Show each line of the entries below that contains the string "facade". Case matters.

Start Dataset content

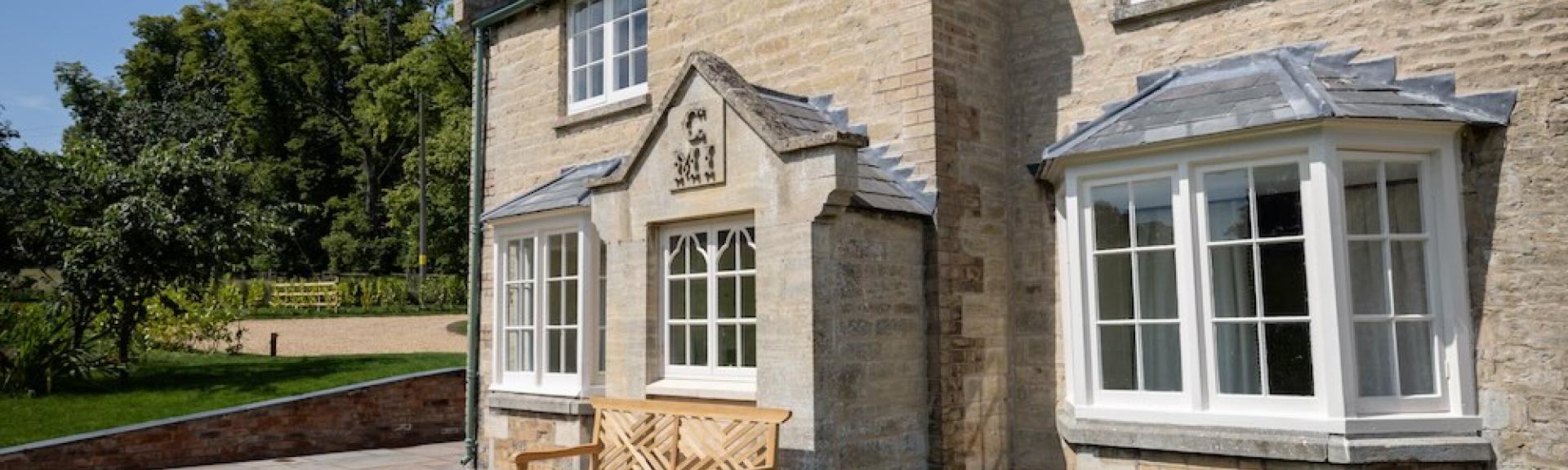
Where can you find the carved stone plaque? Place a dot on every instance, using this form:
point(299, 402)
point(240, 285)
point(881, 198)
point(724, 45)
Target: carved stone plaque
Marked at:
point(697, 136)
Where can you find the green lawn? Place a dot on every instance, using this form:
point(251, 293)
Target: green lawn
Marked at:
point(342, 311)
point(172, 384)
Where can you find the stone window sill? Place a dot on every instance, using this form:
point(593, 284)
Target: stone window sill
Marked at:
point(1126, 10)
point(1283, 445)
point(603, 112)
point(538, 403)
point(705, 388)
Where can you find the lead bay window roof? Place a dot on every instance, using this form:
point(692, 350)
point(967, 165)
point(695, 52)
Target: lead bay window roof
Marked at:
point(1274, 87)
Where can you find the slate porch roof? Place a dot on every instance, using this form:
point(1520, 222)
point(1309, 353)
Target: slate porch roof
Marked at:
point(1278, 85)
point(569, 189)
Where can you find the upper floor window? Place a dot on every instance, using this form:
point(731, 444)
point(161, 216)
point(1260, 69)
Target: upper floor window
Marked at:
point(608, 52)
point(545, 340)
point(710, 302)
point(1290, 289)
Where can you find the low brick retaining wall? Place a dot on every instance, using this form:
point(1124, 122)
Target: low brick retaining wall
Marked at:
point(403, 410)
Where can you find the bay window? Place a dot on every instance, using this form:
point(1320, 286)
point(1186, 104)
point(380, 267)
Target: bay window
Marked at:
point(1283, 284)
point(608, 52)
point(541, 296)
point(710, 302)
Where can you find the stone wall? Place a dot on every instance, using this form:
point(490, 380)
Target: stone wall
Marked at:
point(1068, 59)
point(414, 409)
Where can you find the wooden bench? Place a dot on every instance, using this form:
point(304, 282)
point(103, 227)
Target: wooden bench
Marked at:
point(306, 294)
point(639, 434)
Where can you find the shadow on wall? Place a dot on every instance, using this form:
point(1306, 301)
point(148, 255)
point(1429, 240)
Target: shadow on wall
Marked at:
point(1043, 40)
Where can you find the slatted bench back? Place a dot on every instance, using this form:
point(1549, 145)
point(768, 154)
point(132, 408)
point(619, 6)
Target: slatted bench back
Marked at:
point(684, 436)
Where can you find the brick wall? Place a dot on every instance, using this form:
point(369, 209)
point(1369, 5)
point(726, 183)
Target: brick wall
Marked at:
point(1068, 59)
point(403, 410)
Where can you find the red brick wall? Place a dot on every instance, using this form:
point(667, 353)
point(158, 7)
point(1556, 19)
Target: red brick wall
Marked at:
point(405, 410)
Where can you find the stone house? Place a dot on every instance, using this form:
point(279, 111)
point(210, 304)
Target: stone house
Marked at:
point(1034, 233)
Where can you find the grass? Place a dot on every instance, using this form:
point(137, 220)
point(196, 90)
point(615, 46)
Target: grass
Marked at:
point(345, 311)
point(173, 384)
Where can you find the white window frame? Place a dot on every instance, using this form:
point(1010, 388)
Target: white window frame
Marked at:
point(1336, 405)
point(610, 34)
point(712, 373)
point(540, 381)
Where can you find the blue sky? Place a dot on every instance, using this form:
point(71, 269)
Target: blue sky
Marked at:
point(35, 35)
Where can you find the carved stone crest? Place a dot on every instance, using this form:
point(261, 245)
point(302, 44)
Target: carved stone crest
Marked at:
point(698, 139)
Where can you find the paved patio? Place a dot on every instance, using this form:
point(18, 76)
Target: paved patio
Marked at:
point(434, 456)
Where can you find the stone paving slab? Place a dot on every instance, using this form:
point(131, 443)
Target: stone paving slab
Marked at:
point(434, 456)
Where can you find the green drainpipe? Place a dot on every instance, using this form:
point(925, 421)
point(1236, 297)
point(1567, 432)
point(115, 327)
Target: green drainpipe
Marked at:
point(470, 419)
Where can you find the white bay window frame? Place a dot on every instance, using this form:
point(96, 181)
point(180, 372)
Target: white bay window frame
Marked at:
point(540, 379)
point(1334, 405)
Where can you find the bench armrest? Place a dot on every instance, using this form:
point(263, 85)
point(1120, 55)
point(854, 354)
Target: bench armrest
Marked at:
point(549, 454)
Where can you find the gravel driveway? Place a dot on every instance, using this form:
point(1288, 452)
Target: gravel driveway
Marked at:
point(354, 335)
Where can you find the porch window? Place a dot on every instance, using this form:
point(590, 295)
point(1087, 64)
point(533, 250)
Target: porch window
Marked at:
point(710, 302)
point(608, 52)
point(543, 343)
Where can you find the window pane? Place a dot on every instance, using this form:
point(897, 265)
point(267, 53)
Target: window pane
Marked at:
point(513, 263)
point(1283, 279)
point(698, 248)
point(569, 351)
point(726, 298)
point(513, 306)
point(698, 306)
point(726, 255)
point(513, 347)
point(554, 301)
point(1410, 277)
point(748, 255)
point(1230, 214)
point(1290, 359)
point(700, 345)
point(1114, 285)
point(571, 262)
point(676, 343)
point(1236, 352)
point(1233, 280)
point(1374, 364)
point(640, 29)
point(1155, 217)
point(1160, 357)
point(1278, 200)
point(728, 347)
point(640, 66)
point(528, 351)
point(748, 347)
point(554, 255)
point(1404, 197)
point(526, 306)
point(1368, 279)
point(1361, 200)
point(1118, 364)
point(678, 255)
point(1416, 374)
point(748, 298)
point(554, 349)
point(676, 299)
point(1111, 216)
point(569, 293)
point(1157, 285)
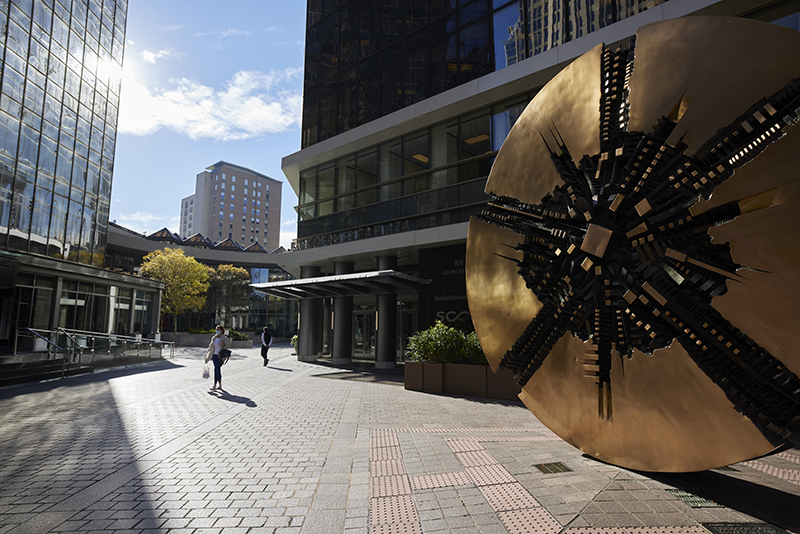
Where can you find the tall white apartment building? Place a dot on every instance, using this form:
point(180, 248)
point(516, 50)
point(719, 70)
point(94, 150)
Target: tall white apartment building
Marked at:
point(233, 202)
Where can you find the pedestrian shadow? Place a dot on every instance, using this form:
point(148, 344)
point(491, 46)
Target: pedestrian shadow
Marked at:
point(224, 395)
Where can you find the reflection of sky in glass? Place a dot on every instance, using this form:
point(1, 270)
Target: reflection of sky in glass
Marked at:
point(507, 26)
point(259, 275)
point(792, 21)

End Dataset content
Start Dataset content

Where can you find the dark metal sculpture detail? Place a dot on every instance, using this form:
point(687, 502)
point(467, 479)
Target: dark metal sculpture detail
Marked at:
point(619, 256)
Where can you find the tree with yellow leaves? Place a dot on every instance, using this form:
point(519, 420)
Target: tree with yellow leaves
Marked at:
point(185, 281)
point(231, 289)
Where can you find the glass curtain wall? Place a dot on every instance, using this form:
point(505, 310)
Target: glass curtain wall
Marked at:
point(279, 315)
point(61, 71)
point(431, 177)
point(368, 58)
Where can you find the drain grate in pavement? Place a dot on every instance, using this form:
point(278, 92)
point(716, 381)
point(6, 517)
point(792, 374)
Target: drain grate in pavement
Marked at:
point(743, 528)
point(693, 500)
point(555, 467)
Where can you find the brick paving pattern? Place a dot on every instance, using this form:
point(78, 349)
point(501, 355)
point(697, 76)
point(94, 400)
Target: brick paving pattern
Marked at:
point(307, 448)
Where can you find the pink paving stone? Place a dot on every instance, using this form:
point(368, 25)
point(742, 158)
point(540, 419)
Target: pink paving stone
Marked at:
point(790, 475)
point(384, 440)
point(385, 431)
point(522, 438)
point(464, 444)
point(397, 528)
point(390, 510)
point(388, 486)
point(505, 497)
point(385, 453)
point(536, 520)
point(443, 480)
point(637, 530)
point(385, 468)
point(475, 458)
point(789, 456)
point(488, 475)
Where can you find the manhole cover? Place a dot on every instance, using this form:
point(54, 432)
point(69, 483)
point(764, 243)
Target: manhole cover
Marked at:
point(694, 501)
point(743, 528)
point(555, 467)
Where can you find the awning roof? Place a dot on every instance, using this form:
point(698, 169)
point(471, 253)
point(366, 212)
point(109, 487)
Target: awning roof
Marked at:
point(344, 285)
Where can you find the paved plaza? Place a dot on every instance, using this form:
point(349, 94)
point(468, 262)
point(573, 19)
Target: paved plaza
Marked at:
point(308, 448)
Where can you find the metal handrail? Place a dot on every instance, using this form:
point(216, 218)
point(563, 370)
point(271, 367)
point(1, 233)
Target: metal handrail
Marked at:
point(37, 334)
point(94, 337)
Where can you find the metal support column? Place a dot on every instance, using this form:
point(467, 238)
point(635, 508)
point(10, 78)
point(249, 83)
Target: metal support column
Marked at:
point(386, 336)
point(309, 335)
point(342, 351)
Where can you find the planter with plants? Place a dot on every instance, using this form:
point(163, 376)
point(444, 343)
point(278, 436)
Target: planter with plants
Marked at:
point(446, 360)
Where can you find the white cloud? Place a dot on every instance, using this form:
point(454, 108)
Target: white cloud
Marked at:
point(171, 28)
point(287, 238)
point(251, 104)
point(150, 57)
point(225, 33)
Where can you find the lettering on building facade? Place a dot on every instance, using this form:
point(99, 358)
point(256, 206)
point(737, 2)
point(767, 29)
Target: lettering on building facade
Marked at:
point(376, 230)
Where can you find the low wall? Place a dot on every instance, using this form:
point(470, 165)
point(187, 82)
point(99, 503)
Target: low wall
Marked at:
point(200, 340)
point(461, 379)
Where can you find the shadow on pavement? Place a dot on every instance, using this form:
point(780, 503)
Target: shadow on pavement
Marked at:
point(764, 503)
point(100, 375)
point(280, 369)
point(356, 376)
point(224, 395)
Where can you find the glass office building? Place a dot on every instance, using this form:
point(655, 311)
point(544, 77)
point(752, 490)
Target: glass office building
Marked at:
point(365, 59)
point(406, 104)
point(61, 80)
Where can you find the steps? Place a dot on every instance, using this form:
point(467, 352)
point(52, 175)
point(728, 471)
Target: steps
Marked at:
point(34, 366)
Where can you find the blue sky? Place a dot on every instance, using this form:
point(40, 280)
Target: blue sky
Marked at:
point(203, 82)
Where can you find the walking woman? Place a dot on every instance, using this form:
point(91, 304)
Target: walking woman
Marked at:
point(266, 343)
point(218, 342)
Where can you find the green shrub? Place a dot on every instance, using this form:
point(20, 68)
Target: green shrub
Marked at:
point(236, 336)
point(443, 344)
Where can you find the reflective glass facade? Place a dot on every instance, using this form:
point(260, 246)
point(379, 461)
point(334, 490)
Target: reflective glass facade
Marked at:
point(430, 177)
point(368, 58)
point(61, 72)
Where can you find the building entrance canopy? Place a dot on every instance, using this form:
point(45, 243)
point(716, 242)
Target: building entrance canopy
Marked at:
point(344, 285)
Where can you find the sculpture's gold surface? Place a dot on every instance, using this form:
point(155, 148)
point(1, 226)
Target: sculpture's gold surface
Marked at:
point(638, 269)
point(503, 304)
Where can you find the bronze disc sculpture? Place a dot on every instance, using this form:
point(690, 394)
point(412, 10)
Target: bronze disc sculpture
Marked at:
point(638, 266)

End Dataset content
Start Dataset content

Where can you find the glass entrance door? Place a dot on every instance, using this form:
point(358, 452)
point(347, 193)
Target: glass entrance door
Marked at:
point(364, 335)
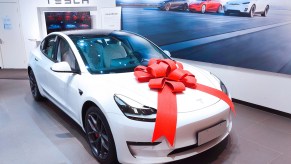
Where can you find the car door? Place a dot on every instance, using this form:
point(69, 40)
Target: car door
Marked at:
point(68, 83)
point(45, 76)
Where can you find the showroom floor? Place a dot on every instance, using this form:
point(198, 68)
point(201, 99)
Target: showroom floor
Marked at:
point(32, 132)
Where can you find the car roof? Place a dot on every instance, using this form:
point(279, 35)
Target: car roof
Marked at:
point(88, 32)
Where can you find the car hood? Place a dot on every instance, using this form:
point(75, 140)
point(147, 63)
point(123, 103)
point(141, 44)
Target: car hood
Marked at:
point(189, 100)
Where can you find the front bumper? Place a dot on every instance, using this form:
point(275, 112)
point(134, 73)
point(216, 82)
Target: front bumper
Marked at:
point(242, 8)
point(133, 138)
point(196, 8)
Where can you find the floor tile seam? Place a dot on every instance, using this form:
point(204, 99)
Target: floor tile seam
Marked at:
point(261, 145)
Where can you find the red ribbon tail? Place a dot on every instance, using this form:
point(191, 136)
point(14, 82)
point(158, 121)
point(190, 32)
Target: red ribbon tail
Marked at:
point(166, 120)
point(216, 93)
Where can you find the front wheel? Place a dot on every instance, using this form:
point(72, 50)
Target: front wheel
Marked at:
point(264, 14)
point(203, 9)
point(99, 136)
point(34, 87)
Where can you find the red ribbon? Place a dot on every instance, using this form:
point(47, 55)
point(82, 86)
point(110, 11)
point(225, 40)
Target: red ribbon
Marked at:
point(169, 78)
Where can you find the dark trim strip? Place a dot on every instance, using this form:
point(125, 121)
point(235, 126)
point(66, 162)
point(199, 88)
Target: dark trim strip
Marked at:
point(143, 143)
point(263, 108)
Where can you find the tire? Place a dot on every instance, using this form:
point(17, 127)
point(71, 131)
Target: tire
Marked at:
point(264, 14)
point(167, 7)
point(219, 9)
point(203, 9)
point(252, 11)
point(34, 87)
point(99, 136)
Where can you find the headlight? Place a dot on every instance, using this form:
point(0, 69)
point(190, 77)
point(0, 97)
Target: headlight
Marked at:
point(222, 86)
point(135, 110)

End Dataset content

Solution for this task:
Where can you find the lettering on building facade? Place a dot on every instance, using this form:
Target: lettering on building facade
Where can you find the reflective glass facade? Place a dot on every instance, using this form:
Target: reflective glass facade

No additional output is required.